#### Supplied information:

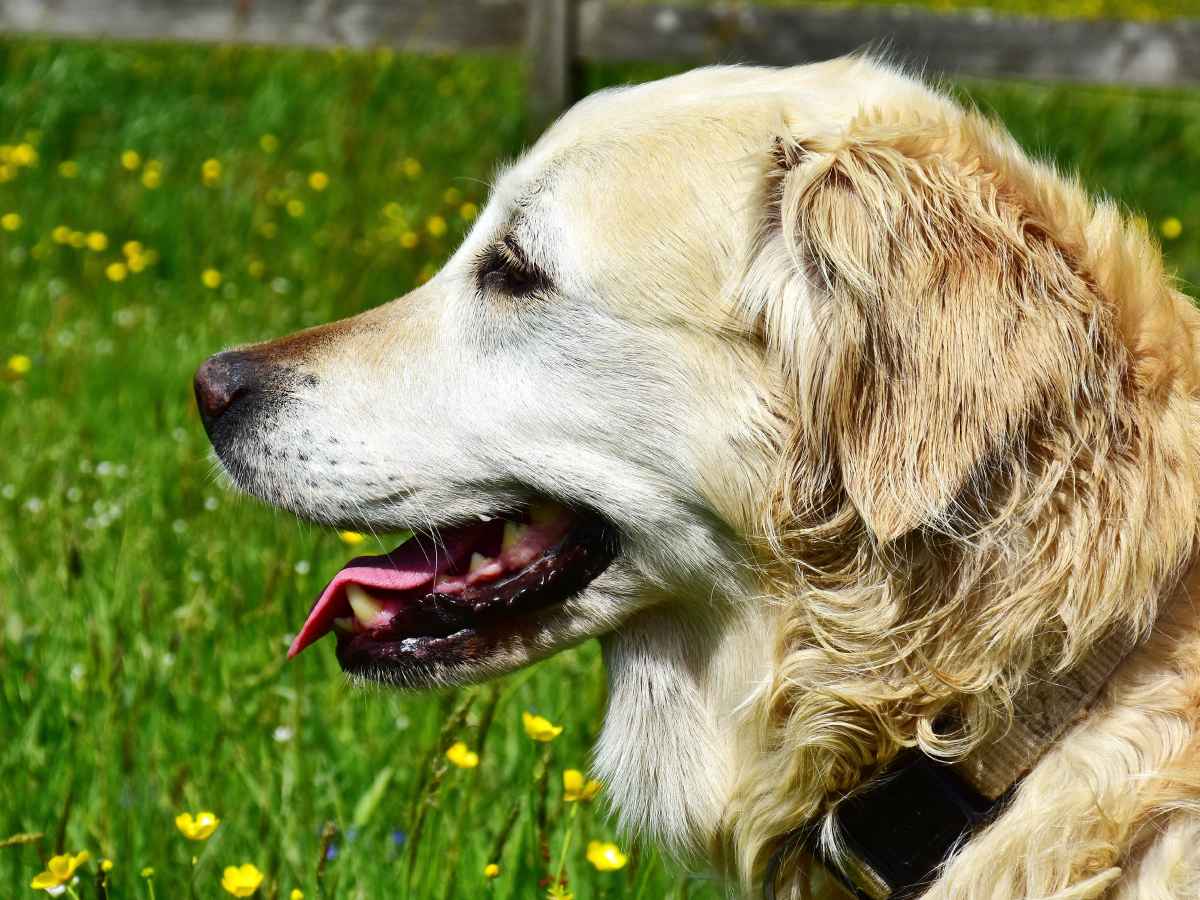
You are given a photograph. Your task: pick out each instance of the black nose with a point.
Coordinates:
(221, 383)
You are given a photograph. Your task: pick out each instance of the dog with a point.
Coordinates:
(838, 420)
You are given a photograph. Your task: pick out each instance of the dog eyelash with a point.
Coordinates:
(505, 268)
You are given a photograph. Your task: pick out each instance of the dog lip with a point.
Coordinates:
(466, 627)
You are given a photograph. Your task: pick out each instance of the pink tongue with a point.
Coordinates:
(414, 563)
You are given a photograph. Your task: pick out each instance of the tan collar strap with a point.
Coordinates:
(886, 840)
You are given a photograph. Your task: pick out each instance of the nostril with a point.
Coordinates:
(217, 383)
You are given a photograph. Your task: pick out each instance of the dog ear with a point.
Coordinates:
(942, 315)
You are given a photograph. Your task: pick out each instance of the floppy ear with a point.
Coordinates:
(945, 315)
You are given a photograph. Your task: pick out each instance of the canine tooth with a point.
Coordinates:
(514, 534)
(366, 607)
(543, 513)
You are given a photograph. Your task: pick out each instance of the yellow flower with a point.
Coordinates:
(241, 882)
(461, 756)
(606, 857)
(198, 828)
(24, 155)
(59, 871)
(575, 790)
(211, 172)
(540, 729)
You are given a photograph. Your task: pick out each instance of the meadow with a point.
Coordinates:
(161, 203)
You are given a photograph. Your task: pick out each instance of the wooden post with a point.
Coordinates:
(553, 70)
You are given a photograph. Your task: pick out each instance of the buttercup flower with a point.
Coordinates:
(575, 790)
(606, 857)
(211, 172)
(241, 882)
(461, 756)
(540, 729)
(59, 871)
(198, 828)
(153, 175)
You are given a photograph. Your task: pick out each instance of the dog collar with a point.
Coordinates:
(887, 840)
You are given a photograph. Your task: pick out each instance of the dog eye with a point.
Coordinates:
(504, 268)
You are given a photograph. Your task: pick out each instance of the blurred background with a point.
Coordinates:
(163, 199)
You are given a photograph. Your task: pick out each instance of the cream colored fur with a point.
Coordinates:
(885, 413)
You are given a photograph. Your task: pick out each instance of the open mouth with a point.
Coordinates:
(456, 587)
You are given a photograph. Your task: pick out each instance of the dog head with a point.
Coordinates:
(777, 382)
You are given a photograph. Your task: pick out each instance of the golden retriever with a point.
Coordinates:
(840, 423)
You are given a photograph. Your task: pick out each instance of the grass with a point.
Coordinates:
(144, 609)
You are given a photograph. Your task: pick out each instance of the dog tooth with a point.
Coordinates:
(544, 511)
(514, 534)
(366, 607)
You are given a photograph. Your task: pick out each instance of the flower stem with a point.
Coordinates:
(567, 843)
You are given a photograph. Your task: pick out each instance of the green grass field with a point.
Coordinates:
(145, 609)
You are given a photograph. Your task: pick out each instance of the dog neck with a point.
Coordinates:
(675, 730)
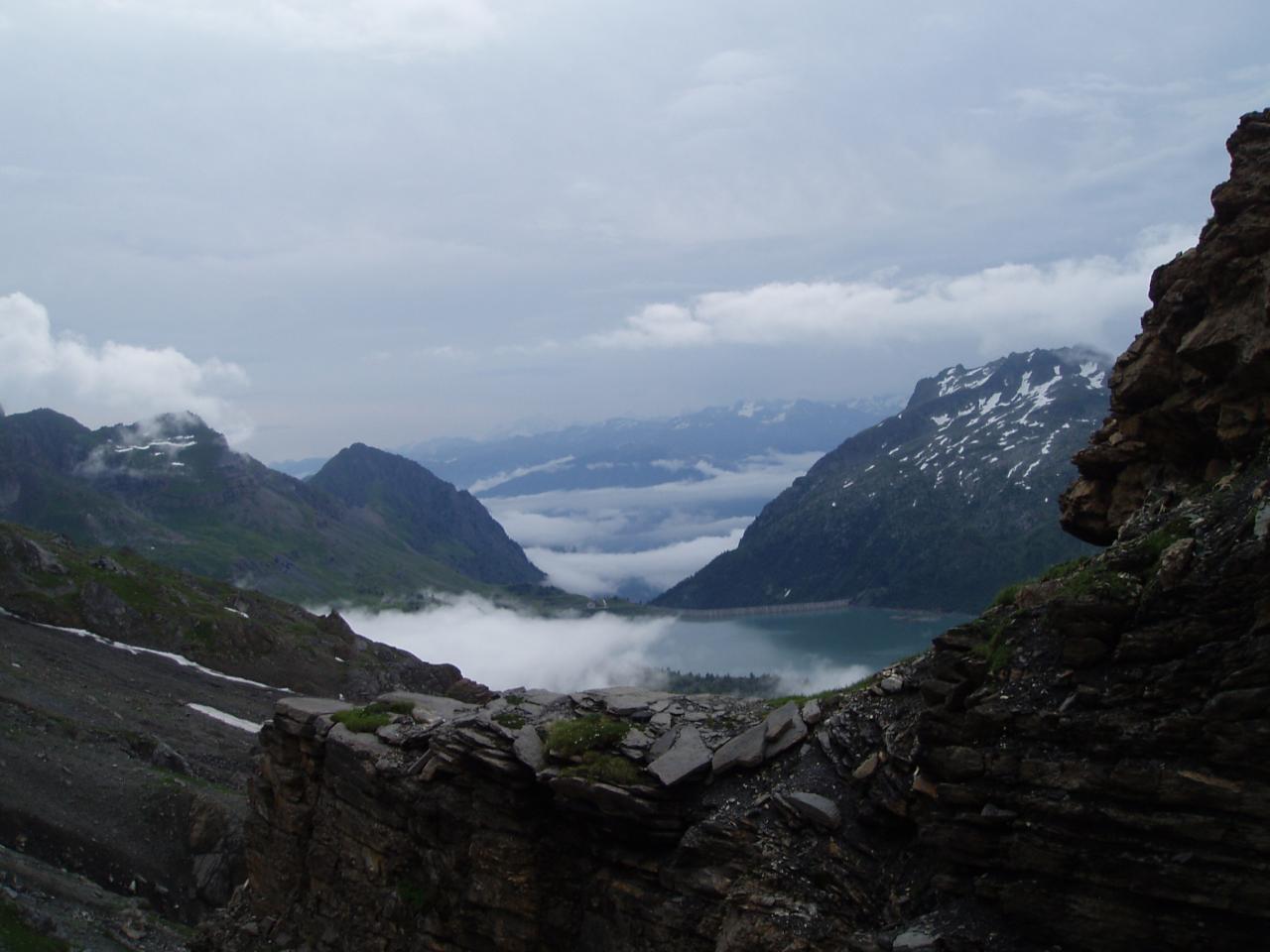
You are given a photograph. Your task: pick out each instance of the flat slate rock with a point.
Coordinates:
(817, 810)
(913, 939)
(432, 703)
(303, 708)
(794, 733)
(686, 757)
(743, 751)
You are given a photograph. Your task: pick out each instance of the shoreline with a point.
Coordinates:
(798, 608)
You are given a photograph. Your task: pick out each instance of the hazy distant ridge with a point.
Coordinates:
(937, 507)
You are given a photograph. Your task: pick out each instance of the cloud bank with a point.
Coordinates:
(1011, 306)
(112, 382)
(606, 572)
(504, 649)
(642, 539)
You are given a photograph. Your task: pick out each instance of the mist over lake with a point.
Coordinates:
(506, 649)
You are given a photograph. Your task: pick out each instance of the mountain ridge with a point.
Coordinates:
(937, 507)
(173, 489)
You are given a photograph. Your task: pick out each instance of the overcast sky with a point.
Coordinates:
(324, 221)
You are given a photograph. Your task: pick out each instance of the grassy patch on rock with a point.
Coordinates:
(375, 715)
(575, 737)
(601, 767)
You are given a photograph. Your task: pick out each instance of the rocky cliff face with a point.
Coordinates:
(1189, 398)
(1082, 767)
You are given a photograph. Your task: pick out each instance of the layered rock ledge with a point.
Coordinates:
(1080, 769)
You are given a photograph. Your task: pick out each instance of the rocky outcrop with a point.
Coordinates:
(608, 820)
(1082, 767)
(1189, 397)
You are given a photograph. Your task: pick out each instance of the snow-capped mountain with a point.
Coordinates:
(937, 507)
(645, 452)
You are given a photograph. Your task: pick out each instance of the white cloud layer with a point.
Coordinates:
(1011, 306)
(112, 382)
(504, 649)
(604, 572)
(388, 27)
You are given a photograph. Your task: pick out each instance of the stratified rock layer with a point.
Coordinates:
(1082, 767)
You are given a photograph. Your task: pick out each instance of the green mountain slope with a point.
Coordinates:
(938, 507)
(429, 515)
(175, 490)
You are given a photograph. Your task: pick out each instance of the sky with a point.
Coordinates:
(324, 221)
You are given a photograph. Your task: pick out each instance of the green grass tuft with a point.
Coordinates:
(512, 720)
(994, 649)
(1007, 595)
(578, 735)
(375, 715)
(599, 767)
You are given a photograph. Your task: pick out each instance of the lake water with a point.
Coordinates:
(504, 649)
(812, 651)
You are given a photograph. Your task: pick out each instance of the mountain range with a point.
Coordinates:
(938, 507)
(370, 526)
(635, 452)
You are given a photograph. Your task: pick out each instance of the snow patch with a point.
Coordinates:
(137, 651)
(226, 717)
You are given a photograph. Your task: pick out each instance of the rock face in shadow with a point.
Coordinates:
(1080, 767)
(1189, 397)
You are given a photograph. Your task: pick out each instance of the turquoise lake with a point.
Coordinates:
(811, 651)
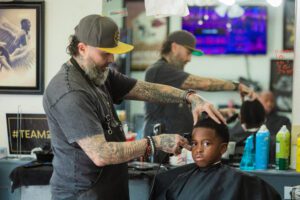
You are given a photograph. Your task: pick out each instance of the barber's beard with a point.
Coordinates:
(95, 74)
(178, 64)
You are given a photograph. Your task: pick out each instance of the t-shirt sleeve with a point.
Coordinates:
(77, 117)
(167, 75)
(119, 85)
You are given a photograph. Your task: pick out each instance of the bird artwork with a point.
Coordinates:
(16, 50)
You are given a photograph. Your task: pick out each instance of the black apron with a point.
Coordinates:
(112, 180)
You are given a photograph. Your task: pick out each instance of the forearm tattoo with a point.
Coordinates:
(167, 142)
(155, 93)
(96, 147)
(207, 84)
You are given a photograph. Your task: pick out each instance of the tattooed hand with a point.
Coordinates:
(246, 91)
(171, 143)
(199, 105)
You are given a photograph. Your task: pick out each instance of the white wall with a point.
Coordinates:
(61, 16)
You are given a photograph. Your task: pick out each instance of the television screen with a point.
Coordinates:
(215, 34)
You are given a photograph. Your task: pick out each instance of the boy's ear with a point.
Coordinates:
(223, 148)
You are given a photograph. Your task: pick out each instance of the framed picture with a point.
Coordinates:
(289, 25)
(281, 83)
(22, 47)
(148, 34)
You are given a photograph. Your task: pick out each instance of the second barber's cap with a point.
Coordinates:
(101, 32)
(185, 39)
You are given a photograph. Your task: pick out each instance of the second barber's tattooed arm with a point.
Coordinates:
(153, 92)
(104, 153)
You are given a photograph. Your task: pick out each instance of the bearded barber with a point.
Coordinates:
(176, 52)
(90, 151)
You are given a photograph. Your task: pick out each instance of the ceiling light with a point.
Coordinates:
(275, 3)
(227, 2)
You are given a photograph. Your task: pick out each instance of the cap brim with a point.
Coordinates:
(120, 49)
(195, 52)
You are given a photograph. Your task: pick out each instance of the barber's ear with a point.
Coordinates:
(174, 47)
(223, 148)
(81, 48)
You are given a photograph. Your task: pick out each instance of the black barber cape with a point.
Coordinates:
(216, 182)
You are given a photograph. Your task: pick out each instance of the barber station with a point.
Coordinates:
(149, 100)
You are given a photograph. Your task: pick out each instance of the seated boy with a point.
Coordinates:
(208, 178)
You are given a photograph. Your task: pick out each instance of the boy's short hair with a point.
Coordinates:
(220, 129)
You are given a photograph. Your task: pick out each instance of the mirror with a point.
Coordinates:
(263, 70)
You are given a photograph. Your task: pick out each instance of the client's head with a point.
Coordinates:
(209, 142)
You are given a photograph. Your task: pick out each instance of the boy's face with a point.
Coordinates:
(207, 147)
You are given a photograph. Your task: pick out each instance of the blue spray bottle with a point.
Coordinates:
(262, 148)
(247, 162)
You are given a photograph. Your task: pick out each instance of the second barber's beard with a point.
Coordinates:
(95, 74)
(178, 64)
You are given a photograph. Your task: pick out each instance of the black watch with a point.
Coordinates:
(186, 94)
(236, 85)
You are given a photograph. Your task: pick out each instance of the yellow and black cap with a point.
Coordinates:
(101, 32)
(185, 39)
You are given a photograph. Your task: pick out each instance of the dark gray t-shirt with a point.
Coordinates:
(75, 110)
(177, 118)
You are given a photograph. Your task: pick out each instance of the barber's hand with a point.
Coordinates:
(246, 91)
(171, 143)
(227, 112)
(199, 105)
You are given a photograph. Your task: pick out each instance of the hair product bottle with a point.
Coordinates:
(247, 162)
(283, 140)
(262, 148)
(298, 154)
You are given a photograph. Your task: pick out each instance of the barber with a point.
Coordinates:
(88, 142)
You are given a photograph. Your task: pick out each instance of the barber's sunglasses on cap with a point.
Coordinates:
(101, 32)
(185, 39)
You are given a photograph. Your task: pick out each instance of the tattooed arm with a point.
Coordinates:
(104, 153)
(212, 84)
(207, 84)
(152, 92)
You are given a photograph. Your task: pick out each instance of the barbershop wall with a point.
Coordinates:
(61, 16)
(232, 67)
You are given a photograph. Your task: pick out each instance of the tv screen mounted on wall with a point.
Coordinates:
(215, 34)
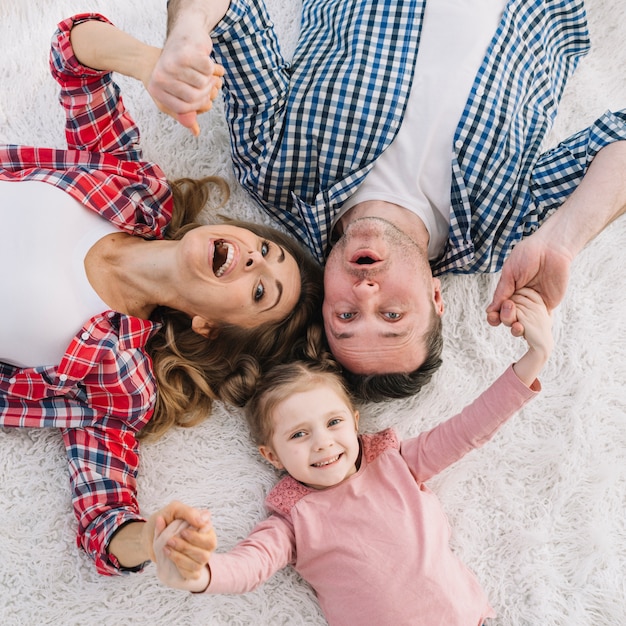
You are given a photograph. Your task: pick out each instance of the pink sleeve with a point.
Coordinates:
(431, 452)
(267, 549)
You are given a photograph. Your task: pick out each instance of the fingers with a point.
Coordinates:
(503, 291)
(190, 551)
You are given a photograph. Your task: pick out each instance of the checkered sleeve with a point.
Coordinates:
(560, 170)
(256, 83)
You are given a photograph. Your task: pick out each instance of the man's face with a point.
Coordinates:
(379, 299)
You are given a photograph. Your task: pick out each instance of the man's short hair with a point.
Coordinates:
(379, 387)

#### Problem to solve:
Quote exactly, and only, the lines from the line containing "watch with a point." through the final line of the records above, both included, omitting any pictures.

#### Solution below:
You are given a photograph. Your task: pick out each instance of the black watch with a point.
Coordinates:
(186, 94)
(236, 85)
You are given a photograph. Your task: pick out each instance of the yellow and black cap with a point.
Coordinates:
(101, 32)
(185, 39)
You are given a photograph. Your task: pick out each instance of the dark gray t-shirt with a point.
Coordinates:
(75, 110)
(177, 118)
You are given a photograph. Your task: pick out each instance of the barber's hand with a point.
Coordinates:
(246, 91)
(171, 143)
(227, 112)
(199, 105)
You are given a photograph. Your task: pick out each instance of the hair product bottle with a point.
Coordinates:
(247, 162)
(283, 140)
(262, 148)
(298, 154)
You are given a photograph. Your task: pick out each instance of the barber with a point.
Coordinates:
(88, 142)
You are given a photograph. Your task: pick out each instance of the barber's sunglasses on cap with a point.
Coordinates:
(101, 32)
(185, 39)
You are given a photograph. Your task: pick out each instance of the tattooed arm with a point.
Coordinates:
(104, 153)
(212, 84)
(207, 84)
(152, 92)
You are given a photograph. Your task: pick out each instance of the barbershop wall with a point.
Coordinates:
(61, 16)
(232, 67)
You are given a photograph. Your task: pick out each instance of the tv screen mounted on wall with a point.
Coordinates:
(215, 34)
You are given a photograph. Your task: pick out each instance of the pink sleeve with a point.
Coordinates:
(431, 452)
(267, 549)
You are given a photograph. Your task: pick out each instance of the fingers with a point.
Coordinates:
(503, 291)
(190, 551)
You are given a photograph. Your task: pick out each instance of the checkered sleeve with a point.
Coordinates:
(560, 170)
(256, 83)
You are given a photograph. Your task: pick out each instance of the man's face with a point.
Coordinates:
(379, 299)
You are given a photograph. Your task: pick out each instance of the man's short hair with a point.
Coordinates:
(379, 387)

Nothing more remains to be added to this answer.